Retype the listing that follows, word for word.
-- start Listing --
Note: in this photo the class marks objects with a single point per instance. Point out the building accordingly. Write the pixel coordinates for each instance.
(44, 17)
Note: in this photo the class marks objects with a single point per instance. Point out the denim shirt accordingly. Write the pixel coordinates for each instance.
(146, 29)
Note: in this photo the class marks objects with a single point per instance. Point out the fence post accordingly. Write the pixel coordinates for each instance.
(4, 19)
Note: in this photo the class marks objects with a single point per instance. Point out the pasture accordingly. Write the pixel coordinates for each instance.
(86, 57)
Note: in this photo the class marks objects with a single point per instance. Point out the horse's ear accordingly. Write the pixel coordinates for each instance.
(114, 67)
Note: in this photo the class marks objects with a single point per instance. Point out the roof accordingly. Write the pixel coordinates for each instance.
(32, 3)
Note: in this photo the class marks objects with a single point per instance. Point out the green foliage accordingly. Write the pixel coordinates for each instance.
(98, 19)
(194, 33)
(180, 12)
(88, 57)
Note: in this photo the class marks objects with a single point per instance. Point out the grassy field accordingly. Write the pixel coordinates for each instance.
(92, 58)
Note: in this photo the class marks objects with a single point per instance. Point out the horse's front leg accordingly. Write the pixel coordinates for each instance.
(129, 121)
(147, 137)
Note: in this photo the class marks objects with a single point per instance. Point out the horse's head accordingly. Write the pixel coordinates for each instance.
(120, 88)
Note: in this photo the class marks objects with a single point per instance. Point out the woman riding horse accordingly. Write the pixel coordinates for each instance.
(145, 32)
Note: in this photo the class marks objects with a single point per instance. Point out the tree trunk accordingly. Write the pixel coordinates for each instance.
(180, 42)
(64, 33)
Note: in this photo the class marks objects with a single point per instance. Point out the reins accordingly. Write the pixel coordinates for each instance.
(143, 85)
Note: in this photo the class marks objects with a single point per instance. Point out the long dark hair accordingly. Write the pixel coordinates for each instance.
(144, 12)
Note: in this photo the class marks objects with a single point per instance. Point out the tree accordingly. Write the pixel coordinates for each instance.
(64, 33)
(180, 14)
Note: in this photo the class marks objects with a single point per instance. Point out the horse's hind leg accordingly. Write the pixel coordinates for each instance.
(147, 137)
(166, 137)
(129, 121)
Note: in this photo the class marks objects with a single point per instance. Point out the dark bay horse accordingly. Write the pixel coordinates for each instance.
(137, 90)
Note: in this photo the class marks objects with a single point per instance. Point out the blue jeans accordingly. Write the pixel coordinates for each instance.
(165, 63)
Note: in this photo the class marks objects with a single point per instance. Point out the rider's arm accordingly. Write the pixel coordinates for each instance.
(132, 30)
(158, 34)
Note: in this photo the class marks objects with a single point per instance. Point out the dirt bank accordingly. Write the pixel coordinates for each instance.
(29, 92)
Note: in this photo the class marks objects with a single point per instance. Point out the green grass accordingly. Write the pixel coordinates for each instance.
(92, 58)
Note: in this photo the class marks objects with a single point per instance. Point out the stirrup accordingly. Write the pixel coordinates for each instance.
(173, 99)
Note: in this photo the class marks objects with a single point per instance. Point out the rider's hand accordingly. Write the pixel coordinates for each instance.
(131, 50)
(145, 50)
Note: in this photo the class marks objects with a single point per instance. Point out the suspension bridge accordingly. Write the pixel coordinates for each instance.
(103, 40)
-- end Listing --
# Reply to the exercise
Note: in this photo the class marks objects with a single point per instance. Point out the building accordingly. Write the pixel coordinates for each instance.
(44, 17)
Note: in this photo the class marks objects with a single point per instance. Point out the denim shirt accordingly. Write the pixel coordinates for each instance.
(146, 29)
Note: in this photo the class marks objects with a single point per instance. Point out the fence post accordingly. Write the pixel coordinates for each instance.
(4, 19)
Note: in this photo the class marks objects with a single point per instance. Point out the pasture accordingly. Write the pixel coordinates for each instance.
(86, 57)
Note: in this photo the class marks objects with a single point per instance. Point out the horse's ear accordingly. Write the pixel coordinates for each instance.
(114, 67)
Note: in this photo the class marks objects with a single point per instance. Point out the roof accordingly. Write the pixel coordinates for each instance.
(32, 3)
Note: in this photo the class marks objects with a single point per instance. Point out the green foliage accordingly. Write the pixel coordinates for each instance.
(98, 19)
(194, 33)
(180, 12)
(88, 57)
Note: in this photo the class marks objects with a single point per instance. Point out the grassy field accordingly. Write the pixel coordinates for each instance.
(92, 58)
Note: in this photo the class marks objects with a single point per instance. Point out the horse's front leg accordingly. Write the pixel coordinates for each instance.
(129, 121)
(147, 137)
Note: in this photo the class marks objects with a single point per instance. Point out the horse's head accordingly. Write the pixel coordinates for each instance.
(120, 88)
Note: in this photo the class marks objects with a single point per instance. Point out the woman riding horse accordingly. Write the pixel coordinates for each instance.
(145, 32)
Note: in this photo the class marks objects with a single point per instance. Point out the tree trunk accordingly. Write the pixel coordinates for each instance.
(180, 42)
(64, 33)
Note: in this photo the class marks objects with a single point per instance. Point out the reins accordingly. Write the pixel coordinates for each instance.
(143, 85)
Note: in this photo the class marks objects with a single point per instance. Point out the long dark hair accordingly. Write the pixel coordinates for each instance.
(144, 12)
Note: in this photo the class marks objects with a single point per instance. Point out the tree accordingly. Write the pixel coordinates for each instance.
(64, 33)
(180, 14)
Note: in this photo the class marks objects with a single point per instance. Point out the horse's hind leg accordingly. Write the pixel coordinates for each instance.
(147, 137)
(166, 137)
(129, 121)
Note: in this photo the class marks objects with a single point per instance. Point out the dark bay horse accordingly. Write the pixel coordinates for each instance.
(137, 90)
Note: in this photo the class marks objects with a single point per instance. Point out the blue jeans accordingly. Write the pixel coordinates for each instance.
(165, 63)
Note: in this photo the class marks objects with a single point per instance. Point out the rider's arm accordingly. Write the pixel coordinates for each instance.
(132, 30)
(158, 34)
Note: in this photo the class marks objects with a single point per instance. Point out the dirt bank accordingly. Write the pixel coordinates for each instance.
(29, 92)
Note: in this photo the class marks objects with a single point per instance. Point out the green grass accordingly. Write the pixel coordinates for each instance.
(92, 58)
Note: in this photo the class marks objects with a single point per instance. Point out the stirrup accordingly. Write the pixel coordinates for each instance.
(173, 99)
Note: in this photo the class marks objects with a single point per instance. Point out the rider's hand accordingly. Write the pixel coordinates for each instance.
(131, 50)
(145, 50)
Note: in this photo the class marks objects with a single point per instance. Point out the suspension bridge accordingly. Write the pixel coordinates for each instance.
(103, 40)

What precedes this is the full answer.